EXERCISE BRIEF: Write out, character for character, the line containing "find | backpack strap" and all lines after it up to the end of the listing.
* BEGIN DATASET EXCERPTS *
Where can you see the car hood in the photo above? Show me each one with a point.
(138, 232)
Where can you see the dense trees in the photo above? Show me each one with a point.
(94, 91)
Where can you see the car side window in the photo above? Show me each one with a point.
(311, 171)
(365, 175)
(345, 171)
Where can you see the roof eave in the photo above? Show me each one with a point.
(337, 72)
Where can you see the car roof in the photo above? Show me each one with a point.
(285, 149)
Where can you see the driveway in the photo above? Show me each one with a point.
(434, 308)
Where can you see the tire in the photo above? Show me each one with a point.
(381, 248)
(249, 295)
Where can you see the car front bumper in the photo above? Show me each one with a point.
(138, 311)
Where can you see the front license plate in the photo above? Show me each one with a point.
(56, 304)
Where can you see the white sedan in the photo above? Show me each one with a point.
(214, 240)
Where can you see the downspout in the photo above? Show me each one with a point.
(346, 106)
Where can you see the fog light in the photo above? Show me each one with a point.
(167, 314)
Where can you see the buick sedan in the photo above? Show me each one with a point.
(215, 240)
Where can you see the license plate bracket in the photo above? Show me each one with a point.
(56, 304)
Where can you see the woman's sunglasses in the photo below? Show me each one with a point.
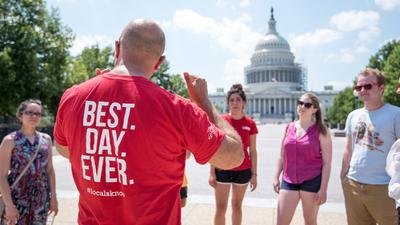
(30, 113)
(306, 104)
(366, 87)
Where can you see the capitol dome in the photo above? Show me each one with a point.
(273, 64)
(272, 41)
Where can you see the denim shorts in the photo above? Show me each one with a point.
(240, 177)
(312, 185)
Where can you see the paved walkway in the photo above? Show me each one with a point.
(202, 214)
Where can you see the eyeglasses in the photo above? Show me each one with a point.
(31, 113)
(366, 87)
(305, 104)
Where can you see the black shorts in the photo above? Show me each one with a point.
(183, 192)
(240, 177)
(312, 185)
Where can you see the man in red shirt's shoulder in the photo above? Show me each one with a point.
(126, 138)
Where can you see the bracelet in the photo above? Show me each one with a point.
(52, 194)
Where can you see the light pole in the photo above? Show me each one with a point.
(355, 97)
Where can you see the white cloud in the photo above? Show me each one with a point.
(232, 4)
(233, 70)
(344, 56)
(369, 34)
(315, 38)
(244, 3)
(232, 35)
(355, 20)
(339, 85)
(362, 49)
(81, 42)
(387, 4)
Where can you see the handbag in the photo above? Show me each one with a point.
(2, 205)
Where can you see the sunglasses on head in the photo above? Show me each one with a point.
(306, 104)
(365, 86)
(31, 113)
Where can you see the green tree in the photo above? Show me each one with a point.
(387, 60)
(171, 82)
(392, 73)
(93, 57)
(83, 66)
(378, 60)
(34, 50)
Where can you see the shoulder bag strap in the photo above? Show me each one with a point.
(29, 164)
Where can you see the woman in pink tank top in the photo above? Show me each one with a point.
(305, 161)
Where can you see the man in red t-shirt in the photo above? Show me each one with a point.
(126, 137)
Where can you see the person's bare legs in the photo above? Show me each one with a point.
(221, 200)
(238, 192)
(310, 207)
(287, 203)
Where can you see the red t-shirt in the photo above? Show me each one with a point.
(127, 139)
(245, 127)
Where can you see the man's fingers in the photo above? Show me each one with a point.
(187, 78)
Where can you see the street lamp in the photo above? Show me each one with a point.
(355, 97)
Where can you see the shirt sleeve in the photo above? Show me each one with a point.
(393, 169)
(59, 134)
(202, 137)
(348, 124)
(253, 128)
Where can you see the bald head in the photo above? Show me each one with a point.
(142, 40)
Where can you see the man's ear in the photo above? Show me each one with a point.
(160, 61)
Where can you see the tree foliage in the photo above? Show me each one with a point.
(387, 60)
(34, 50)
(171, 82)
(83, 66)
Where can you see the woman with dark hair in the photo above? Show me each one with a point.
(238, 178)
(34, 195)
(305, 160)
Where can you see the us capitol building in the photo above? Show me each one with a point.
(274, 81)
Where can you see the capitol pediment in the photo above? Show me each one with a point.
(273, 91)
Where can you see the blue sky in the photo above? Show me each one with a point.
(216, 38)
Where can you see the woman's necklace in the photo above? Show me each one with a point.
(300, 131)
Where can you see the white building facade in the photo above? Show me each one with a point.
(274, 81)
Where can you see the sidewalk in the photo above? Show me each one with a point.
(202, 214)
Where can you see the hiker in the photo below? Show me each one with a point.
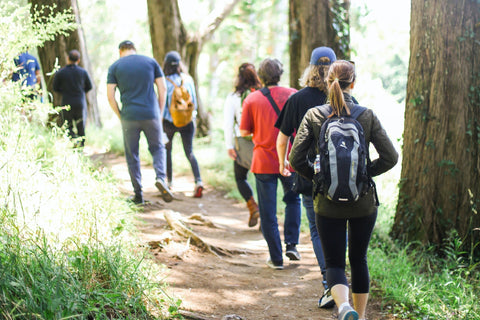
(260, 111)
(333, 215)
(314, 93)
(246, 82)
(135, 75)
(176, 76)
(72, 82)
(28, 72)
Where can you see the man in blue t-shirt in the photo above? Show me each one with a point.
(72, 82)
(135, 75)
(28, 71)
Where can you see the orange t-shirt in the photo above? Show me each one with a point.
(259, 117)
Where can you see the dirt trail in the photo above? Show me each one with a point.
(212, 287)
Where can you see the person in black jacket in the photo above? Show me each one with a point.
(332, 217)
(313, 94)
(72, 81)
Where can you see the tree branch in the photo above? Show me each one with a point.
(213, 20)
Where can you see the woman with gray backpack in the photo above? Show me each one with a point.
(344, 194)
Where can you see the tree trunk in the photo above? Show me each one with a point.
(168, 33)
(316, 23)
(54, 53)
(440, 181)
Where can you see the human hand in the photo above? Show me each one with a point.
(232, 154)
(283, 168)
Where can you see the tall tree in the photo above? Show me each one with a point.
(316, 23)
(54, 53)
(168, 33)
(440, 180)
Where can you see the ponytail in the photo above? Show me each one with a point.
(340, 76)
(335, 96)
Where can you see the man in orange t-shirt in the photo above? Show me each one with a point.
(259, 115)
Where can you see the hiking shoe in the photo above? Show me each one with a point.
(163, 188)
(326, 301)
(273, 265)
(136, 199)
(197, 193)
(348, 314)
(292, 252)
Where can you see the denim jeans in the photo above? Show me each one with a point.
(243, 186)
(317, 244)
(152, 129)
(267, 204)
(186, 134)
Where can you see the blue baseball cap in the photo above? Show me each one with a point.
(322, 52)
(173, 58)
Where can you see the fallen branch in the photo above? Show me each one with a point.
(174, 220)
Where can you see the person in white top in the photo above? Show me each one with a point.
(247, 81)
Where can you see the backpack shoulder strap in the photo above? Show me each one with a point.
(172, 82)
(266, 92)
(356, 111)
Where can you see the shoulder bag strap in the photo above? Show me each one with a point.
(171, 81)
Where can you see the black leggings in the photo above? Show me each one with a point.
(241, 179)
(186, 133)
(333, 234)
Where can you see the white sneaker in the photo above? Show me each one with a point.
(326, 301)
(348, 314)
(270, 264)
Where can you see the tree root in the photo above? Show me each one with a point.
(176, 222)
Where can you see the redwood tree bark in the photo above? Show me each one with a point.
(440, 180)
(55, 53)
(168, 33)
(316, 23)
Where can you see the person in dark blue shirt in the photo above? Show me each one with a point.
(72, 81)
(135, 75)
(28, 72)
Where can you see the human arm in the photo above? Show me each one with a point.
(111, 98)
(231, 102)
(162, 93)
(305, 137)
(56, 82)
(88, 83)
(282, 142)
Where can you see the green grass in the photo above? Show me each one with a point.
(68, 247)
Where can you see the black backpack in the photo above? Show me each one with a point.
(342, 160)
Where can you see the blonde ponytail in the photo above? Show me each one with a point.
(340, 76)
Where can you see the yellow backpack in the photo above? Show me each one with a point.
(181, 105)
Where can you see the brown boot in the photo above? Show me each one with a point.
(254, 214)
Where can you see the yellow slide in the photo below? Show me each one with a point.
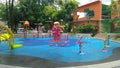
(4, 37)
(8, 36)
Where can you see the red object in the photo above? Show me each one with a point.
(26, 24)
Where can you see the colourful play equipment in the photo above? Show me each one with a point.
(26, 25)
(57, 31)
(106, 42)
(80, 45)
(7, 35)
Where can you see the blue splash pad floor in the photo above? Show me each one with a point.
(40, 47)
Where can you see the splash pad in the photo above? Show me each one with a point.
(41, 47)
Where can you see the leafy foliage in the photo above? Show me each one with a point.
(90, 13)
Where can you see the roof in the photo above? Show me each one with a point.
(91, 3)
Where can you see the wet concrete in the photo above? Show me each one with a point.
(33, 62)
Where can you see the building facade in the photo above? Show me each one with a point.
(79, 16)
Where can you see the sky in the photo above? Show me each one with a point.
(83, 2)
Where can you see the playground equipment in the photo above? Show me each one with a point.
(7, 35)
(26, 25)
(80, 45)
(106, 42)
(57, 31)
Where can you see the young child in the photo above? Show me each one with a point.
(57, 31)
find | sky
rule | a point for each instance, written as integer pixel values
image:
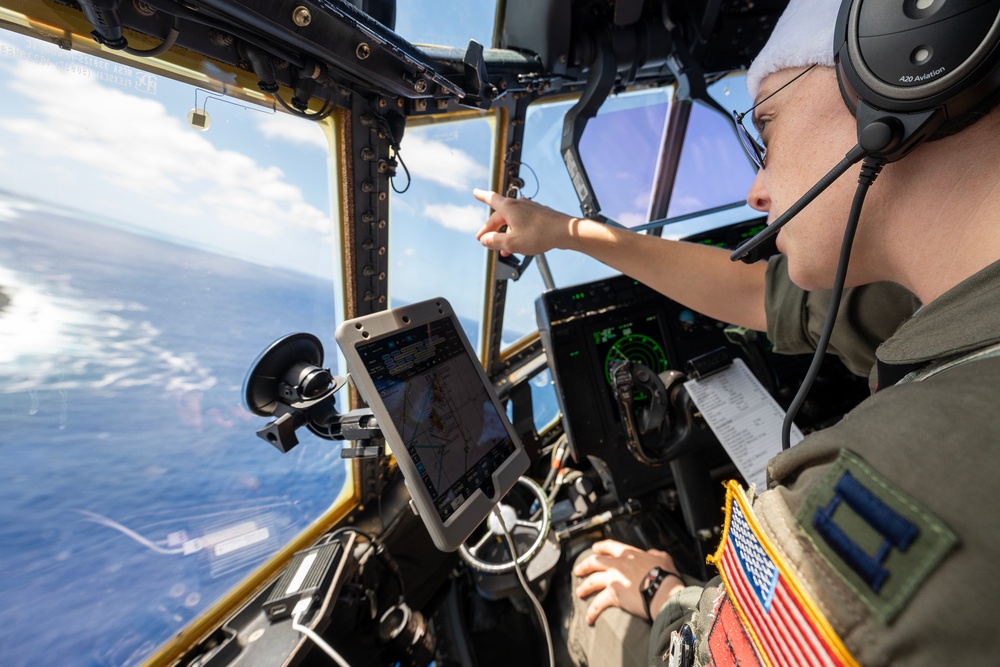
(258, 184)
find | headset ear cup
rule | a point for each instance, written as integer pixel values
(931, 67)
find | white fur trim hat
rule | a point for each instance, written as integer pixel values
(802, 37)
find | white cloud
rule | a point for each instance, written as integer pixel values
(133, 143)
(632, 219)
(294, 130)
(438, 162)
(463, 218)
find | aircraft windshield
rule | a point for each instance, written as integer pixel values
(143, 266)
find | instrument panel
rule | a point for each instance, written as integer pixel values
(585, 329)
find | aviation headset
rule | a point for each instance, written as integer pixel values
(911, 70)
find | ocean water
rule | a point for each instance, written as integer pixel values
(133, 490)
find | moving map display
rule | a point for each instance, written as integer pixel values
(436, 400)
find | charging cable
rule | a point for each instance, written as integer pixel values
(297, 613)
(524, 584)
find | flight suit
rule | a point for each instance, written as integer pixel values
(867, 316)
(877, 538)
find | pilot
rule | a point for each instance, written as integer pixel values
(875, 540)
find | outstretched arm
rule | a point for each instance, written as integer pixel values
(700, 277)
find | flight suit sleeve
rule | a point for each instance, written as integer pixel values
(867, 316)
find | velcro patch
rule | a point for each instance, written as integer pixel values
(775, 610)
(880, 540)
(728, 642)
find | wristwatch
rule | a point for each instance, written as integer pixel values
(650, 584)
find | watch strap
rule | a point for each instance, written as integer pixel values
(651, 584)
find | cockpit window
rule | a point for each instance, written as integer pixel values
(712, 155)
(421, 22)
(145, 261)
(434, 220)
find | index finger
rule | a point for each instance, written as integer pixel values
(493, 199)
(610, 548)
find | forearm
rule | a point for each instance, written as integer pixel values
(701, 277)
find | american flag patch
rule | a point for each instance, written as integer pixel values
(784, 623)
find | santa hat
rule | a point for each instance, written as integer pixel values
(802, 37)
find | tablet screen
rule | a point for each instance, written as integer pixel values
(447, 421)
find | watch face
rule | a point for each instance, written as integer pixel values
(651, 577)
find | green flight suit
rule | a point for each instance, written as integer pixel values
(925, 443)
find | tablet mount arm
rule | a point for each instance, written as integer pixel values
(287, 381)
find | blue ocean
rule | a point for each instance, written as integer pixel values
(133, 490)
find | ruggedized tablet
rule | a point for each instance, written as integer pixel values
(438, 411)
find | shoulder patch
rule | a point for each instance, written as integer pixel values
(878, 539)
(774, 610)
(728, 641)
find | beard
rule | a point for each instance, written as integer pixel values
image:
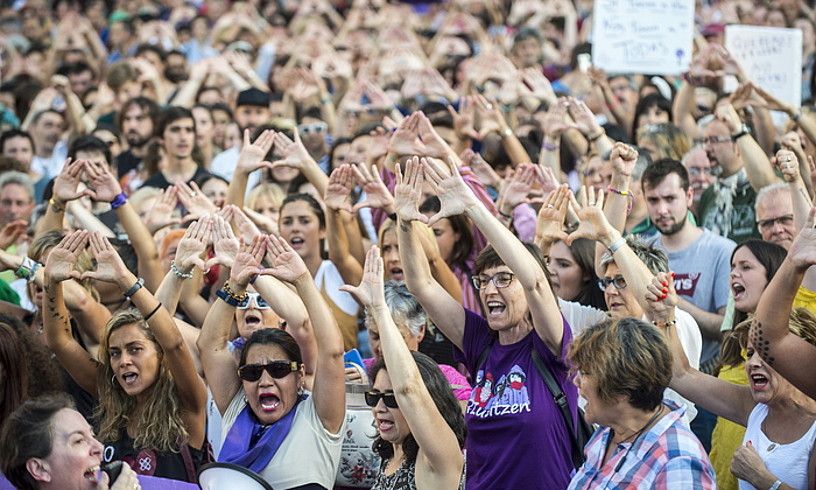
(672, 228)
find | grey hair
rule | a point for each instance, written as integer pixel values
(654, 258)
(404, 307)
(19, 178)
(770, 190)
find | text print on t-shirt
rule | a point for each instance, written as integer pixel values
(491, 398)
(686, 284)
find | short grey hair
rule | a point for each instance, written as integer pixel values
(770, 190)
(654, 258)
(19, 178)
(404, 307)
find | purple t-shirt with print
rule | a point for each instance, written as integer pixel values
(517, 437)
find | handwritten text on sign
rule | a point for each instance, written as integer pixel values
(643, 36)
(771, 57)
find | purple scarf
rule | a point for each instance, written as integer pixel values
(246, 428)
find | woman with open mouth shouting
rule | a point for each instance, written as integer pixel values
(780, 420)
(420, 447)
(511, 406)
(151, 399)
(271, 425)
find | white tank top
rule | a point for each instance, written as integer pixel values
(789, 462)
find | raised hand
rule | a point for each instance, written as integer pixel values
(550, 222)
(253, 153)
(162, 211)
(370, 293)
(286, 263)
(103, 185)
(623, 158)
(593, 224)
(12, 232)
(338, 192)
(408, 191)
(661, 298)
(247, 263)
(446, 182)
(109, 266)
(193, 200)
(61, 260)
(192, 246)
(225, 245)
(377, 194)
(788, 164)
(293, 153)
(66, 183)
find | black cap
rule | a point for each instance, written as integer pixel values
(253, 96)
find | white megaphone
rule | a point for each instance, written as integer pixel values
(217, 476)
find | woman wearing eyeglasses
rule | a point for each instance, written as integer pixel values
(271, 425)
(420, 447)
(511, 412)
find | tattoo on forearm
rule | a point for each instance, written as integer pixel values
(761, 344)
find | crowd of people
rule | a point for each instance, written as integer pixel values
(233, 233)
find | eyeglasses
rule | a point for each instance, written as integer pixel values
(710, 140)
(500, 280)
(767, 224)
(260, 303)
(373, 398)
(276, 369)
(318, 127)
(618, 281)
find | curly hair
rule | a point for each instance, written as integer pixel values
(160, 427)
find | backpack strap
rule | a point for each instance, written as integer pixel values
(561, 401)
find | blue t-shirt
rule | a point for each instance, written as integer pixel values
(517, 437)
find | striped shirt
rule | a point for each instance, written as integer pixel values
(667, 456)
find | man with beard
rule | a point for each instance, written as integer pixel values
(700, 260)
(136, 121)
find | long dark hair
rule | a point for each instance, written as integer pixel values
(442, 395)
(771, 256)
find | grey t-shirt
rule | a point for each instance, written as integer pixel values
(701, 276)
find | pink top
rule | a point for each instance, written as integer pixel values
(459, 385)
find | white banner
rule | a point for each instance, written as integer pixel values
(643, 36)
(771, 58)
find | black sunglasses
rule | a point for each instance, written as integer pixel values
(276, 369)
(373, 397)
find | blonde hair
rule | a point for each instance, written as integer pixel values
(160, 425)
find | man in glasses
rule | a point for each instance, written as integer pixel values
(727, 207)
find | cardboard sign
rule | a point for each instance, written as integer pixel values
(771, 58)
(643, 36)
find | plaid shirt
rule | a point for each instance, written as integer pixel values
(667, 456)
* END DATASET EXCERPTS *
CORRECT ANSWER:
find | backpack strap
rule | a point for each instance, written as integer pixel values
(561, 401)
find | blue t-shirt
rule | a point for each instance, written as integer pixel values
(517, 437)
find | striped shirt
rule | a point for each instance, written as integer pixel values
(667, 456)
find | man with beard
rule | a point for each instance, written as integer pixel values
(700, 260)
(136, 121)
find | long dark hair
rule | a point for each instance, written as integer pixel values
(442, 395)
(771, 256)
find | grey t-shirt
rule | a point for each instance, written as integer pixel values
(701, 276)
find | pink top
rule | a point for each instance, written as integer pixel values
(459, 385)
find | white banner
rule | a point for each instance, written as integer pixel values
(643, 36)
(771, 58)
find | black sunglasses
rule | a point for each instance, written as integer pixel values
(276, 369)
(373, 397)
find | blonde hair
rule | a point for each instance, written as integer pixel values
(160, 425)
find | man in glasses
rule | a point for each instance, written as integer pixel values
(727, 207)
find | cardboard sign
rule | a point for each instance, written as integer pixel values
(771, 58)
(643, 36)
find | plaid shirt
rule | a point for each instance, written as integer pixel values
(667, 456)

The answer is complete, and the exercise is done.